**Instructions for the task:** Rewrite the records starting at the line containing "Subject = white stripe on sleeve" and ending at the line containing "xmin=354 ymin=123 xmax=367 ymax=141", requests included, adding 93 to every bounding-box coordinate in the answers.

[Rows of box annotation data]
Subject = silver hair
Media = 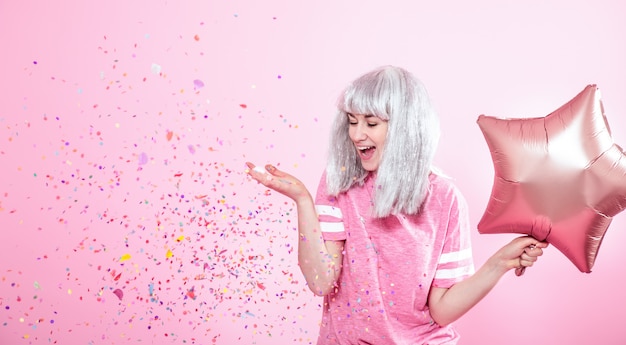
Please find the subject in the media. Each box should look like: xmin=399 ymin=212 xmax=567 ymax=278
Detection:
xmin=326 ymin=66 xmax=440 ymax=217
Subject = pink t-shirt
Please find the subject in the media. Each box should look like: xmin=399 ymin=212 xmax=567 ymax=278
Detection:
xmin=315 ymin=174 xmax=474 ymax=345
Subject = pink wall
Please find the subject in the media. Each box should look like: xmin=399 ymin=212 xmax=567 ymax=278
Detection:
xmin=0 ymin=0 xmax=626 ymax=345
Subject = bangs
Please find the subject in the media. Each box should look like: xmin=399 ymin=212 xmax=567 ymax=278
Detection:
xmin=337 ymin=71 xmax=394 ymax=120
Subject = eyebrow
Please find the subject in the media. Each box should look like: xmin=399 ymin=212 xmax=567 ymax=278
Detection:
xmin=346 ymin=113 xmax=377 ymax=119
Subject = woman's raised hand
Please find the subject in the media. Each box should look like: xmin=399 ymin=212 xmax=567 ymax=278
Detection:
xmin=246 ymin=162 xmax=311 ymax=203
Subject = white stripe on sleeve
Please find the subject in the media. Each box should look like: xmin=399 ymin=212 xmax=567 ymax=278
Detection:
xmin=315 ymin=205 xmax=343 ymax=219
xmin=320 ymin=222 xmax=345 ymax=232
xmin=439 ymin=248 xmax=472 ymax=265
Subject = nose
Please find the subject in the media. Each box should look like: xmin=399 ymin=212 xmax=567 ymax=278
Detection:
xmin=354 ymin=123 xmax=367 ymax=141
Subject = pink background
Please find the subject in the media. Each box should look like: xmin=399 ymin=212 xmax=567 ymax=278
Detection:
xmin=0 ymin=0 xmax=626 ymax=345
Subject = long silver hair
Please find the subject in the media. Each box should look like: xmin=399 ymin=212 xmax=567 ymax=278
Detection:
xmin=326 ymin=66 xmax=440 ymax=217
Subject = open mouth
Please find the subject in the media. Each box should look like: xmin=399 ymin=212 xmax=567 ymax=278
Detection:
xmin=357 ymin=146 xmax=376 ymax=160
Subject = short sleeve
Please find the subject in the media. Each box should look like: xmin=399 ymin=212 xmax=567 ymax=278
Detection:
xmin=433 ymin=186 xmax=474 ymax=288
xmin=315 ymin=172 xmax=346 ymax=241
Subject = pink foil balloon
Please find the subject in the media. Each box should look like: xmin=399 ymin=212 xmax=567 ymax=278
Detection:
xmin=477 ymin=85 xmax=626 ymax=273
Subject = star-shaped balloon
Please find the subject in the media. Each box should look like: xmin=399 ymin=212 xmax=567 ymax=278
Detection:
xmin=477 ymin=85 xmax=626 ymax=273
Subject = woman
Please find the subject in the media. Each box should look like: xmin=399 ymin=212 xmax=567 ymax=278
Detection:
xmin=247 ymin=66 xmax=547 ymax=344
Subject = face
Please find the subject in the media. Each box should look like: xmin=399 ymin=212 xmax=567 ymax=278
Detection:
xmin=348 ymin=114 xmax=387 ymax=171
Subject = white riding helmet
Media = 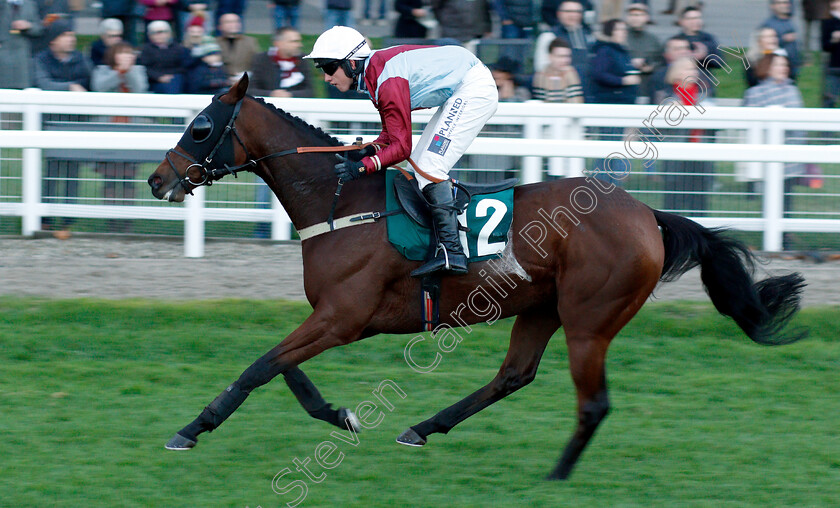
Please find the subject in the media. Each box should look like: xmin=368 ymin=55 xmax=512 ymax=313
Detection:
xmin=303 ymin=26 xmax=371 ymax=61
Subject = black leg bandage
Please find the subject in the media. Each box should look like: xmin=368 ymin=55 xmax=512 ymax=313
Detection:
xmin=283 ymin=367 xmax=342 ymax=426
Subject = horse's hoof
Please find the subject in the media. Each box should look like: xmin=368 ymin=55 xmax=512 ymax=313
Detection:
xmin=397 ymin=427 xmax=426 ymax=446
xmin=165 ymin=434 xmax=195 ymax=451
xmin=338 ymin=407 xmax=362 ymax=434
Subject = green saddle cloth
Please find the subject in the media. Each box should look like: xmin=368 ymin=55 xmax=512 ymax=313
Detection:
xmin=385 ymin=169 xmax=513 ymax=262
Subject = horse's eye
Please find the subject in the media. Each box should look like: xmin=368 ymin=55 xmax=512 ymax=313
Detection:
xmin=190 ymin=115 xmax=213 ymax=143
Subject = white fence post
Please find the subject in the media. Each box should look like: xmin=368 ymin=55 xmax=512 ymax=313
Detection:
xmin=522 ymin=118 xmax=542 ymax=183
xmin=271 ymin=192 xmax=292 ymax=240
xmin=184 ymin=187 xmax=205 ymax=258
xmin=764 ymin=122 xmax=785 ymax=251
xmin=21 ymin=104 xmax=41 ymax=236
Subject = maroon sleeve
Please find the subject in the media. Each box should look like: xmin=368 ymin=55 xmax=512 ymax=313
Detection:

**Exercise answer:**
Subject = white stripe on sleeve
Please find the subject in the media. Each box should look like: xmin=399 ymin=212 xmax=567 ymax=278
Detection:
xmin=408 ymin=298 xmax=436 ymax=312
xmin=413 ymin=315 xmax=438 ymax=325
xmin=532 ymin=341 xmax=565 ymax=358
Subject = nose
Please find the subject in the media. Each box should look like: xmin=399 ymin=212 xmax=567 ymax=278
Detection:
xmin=447 ymin=216 xmax=460 ymax=234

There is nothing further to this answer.